Description of the task: Please edit these entries by replacing "rack check" with "stock review" everywhere it occurs, and leave everything else unchanged.

Records for this task:
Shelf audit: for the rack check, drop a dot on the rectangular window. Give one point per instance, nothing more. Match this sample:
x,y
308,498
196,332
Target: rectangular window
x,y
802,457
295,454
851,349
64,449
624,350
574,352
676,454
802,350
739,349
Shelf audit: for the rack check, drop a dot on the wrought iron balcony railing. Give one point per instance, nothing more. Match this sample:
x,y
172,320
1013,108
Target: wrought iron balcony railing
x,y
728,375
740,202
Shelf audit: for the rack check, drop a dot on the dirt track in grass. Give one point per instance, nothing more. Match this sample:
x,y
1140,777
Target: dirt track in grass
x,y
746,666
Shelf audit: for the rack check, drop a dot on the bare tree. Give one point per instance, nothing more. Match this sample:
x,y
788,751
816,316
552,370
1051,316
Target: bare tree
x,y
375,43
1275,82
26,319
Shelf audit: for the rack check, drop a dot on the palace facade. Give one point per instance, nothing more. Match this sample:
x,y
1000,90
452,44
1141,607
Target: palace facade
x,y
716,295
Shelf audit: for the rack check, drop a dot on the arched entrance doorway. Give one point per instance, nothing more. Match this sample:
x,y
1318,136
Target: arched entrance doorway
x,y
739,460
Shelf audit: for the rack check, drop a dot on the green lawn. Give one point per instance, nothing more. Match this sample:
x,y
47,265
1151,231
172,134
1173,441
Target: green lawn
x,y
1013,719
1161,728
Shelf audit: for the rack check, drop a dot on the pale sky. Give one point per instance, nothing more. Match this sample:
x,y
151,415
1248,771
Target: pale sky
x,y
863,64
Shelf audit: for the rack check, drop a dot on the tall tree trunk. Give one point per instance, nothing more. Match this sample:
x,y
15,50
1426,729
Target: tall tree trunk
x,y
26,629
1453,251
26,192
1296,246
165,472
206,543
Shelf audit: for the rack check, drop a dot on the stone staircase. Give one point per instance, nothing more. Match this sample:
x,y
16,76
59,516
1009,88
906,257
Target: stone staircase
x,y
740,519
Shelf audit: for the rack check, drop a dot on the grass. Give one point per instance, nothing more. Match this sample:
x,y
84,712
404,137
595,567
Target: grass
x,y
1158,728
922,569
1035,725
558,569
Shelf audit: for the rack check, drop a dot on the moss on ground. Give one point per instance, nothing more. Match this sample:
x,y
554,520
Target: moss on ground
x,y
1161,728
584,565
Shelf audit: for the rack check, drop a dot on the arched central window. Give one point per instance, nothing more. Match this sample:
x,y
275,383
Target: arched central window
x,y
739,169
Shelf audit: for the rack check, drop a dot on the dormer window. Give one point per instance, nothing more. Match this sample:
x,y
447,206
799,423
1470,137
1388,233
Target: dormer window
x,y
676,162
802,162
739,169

Exercise result:
Shelf audit: for the stock review, drop a dot on the rectangular window. Give one point per instance, nothing more. Match this sample:
x,y
308,498
196,332
Target: rectangular window
x,y
802,457
295,454
851,349
64,449
624,350
574,352
676,454
802,350
739,349
Shelf audit: for the stock review, drop a dot on the wrought iron balcony railing. Give one point per instance, nothing more. Match this sample:
x,y
172,320
1013,108
Target: wrought iron balcony railing
x,y
728,375
740,202
Shelf audit: for the stock review, drop a dot on the dirt track in grass. Give one point per instance, nothing more. Match this sample:
x,y
1140,777
Target: dirt track in grass
x,y
746,666
Shelf audit: for the stock review, drop a dot on the bare tree. Give one point per instance, nothing more. Match this sample:
x,y
788,751
816,316
552,370
1051,316
Target: bare tree
x,y
375,43
1275,82
26,319
Shelf audit: for the stock review, drop a dot on the palace facade. Give one point per instance, nothing more. Match this sample:
x,y
1000,90
452,44
1141,607
Target: palace facade
x,y
716,295
Shelf audit: for the stock review, drop a dot on the arched entrance doorway. Give one point per instance, nothing more. Match this sample:
x,y
1318,136
Target: arched entrance doorway
x,y
739,460
Shelf audit: for the stock review, drop a dot on the green lawn. Give one point per instance, nothing more. Match this sample:
x,y
47,265
1151,231
172,134
1173,441
Target: green lawn
x,y
1013,719
1161,728
Shelf audit: for the stock review, drop a dot on the pale sky. Give one point per instance, nothing more. Match this sample:
x,y
151,415
1248,771
Target: pale sky
x,y
863,64
Shelf audit: for the stock review, drop a dot on the tall tree trunk. Give one point per instance, nothing more. Match this sample:
x,y
15,50
1426,729
Target: tall tree trunk
x,y
26,629
1453,251
26,192
1296,246
165,472
206,543
Shelf audit: for the stock review, drop a dot on the stone staircase. Give one point per instance, nothing more. Match this sample:
x,y
16,76
59,516
1009,88
906,257
Target: stone staircase
x,y
740,519
Shelf audit: for the stock review, drop a dot on the grass. Give one point per instance, nothing more. Match this sample:
x,y
84,712
404,137
595,567
Target: grass
x,y
1158,728
922,569
1035,725
558,569
Shelf audit: for the stock review, drop a dot on the moss on ground. Give one point per instance, nothing more. Match this sample:
x,y
554,520
Target: moss on ground
x,y
1161,728
584,565
Shelf audit: for the stock review, drop a dot on the arched central window. Give one point per instance, nothing more. Match this sample:
x,y
275,383
Target: arched central window
x,y
739,169
Shelf audit: for the stock review, drop a dot on the dormer window. Give one point per instance, nothing more. Match this sample:
x,y
447,206
799,423
1470,137
1388,233
Target: dormer window
x,y
676,162
802,162
739,169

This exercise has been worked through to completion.